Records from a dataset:
—————

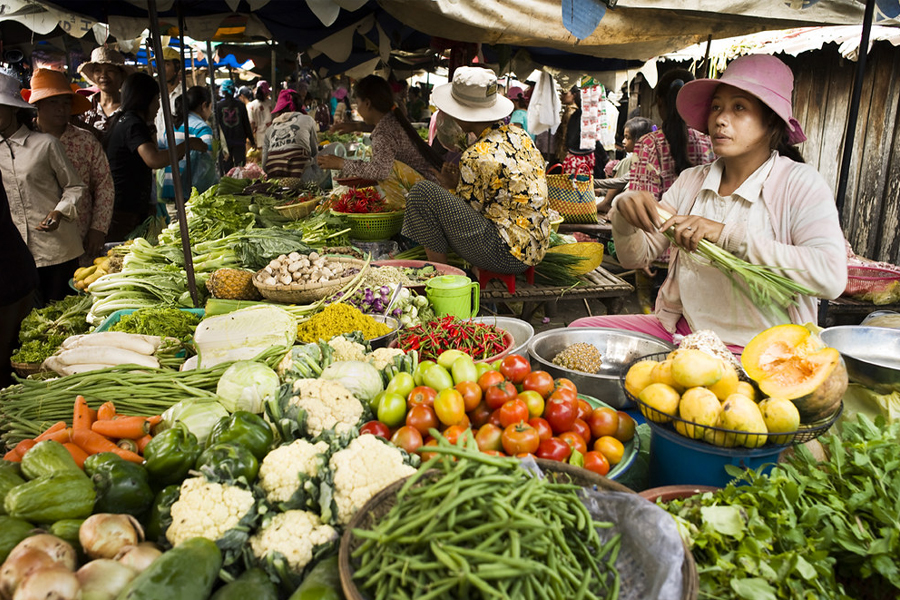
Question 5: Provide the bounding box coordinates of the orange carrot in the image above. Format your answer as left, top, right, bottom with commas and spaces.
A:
63, 442, 88, 469
97, 402, 116, 421
134, 433, 153, 454
72, 429, 144, 464
72, 396, 94, 430
91, 417, 150, 440
34, 421, 66, 442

—————

▶ PROMPT: Render every line of the records above as a numbered list, excluding blank lines and omitting the pictures.

▶ RESULT:
1. Question 5: Provide the bounding box coordinates of the orange carrot in the image above. Format your answer as left, top, right, bottom with commas and spaces.
2. A:
3. 63, 442, 88, 469
4. 97, 402, 116, 421
5. 134, 433, 153, 454
6. 72, 429, 144, 464
7. 72, 396, 94, 430
8. 91, 417, 150, 440
9. 34, 421, 66, 442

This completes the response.